[The problem] In the passage on career pathways below, which organization lists three essential features of career pathways?

[Document passage]
Career pathways are a workforce development strategy used to support workers’ transitions from education into and through the workforce marketplace. This strategy has been adopted at federal, state, and local levels to increase education, training, and learning opportunities for America’s current and emerging workforce.  Because these pathways cross industry and education sectors, states often combine multiple funding streams to fund different elements of career pathways models. 

A career pathways initiative typically consists of a partnership among K-12 schools, community colleges, workforce and economic development agencies, employers, labor groups, and social service providers. The model connects progressive levels of education, training, support services, and credentials for specific occupations. Its aims are to help individuals earn marketable credentials, engage in further education and employment, and achieve economic success. 

Community colleges often play a central role in career pathways initiatives by coordinating occupational training, remediation, academic credentialing, and transfer among the partner organizations.

The Center for Law and Social Policy’s Alliance for Quality Career Pathways (AQCP) lists three essential features of Career Pathways:

  1. Well-connected and transparent education, training, credentials and support services.

[Information provided]
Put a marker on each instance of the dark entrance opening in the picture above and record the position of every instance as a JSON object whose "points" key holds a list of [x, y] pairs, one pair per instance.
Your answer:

[Expected output] The Center for Law and Social Policy's Alliance for Quality Career Pathways (AQCP).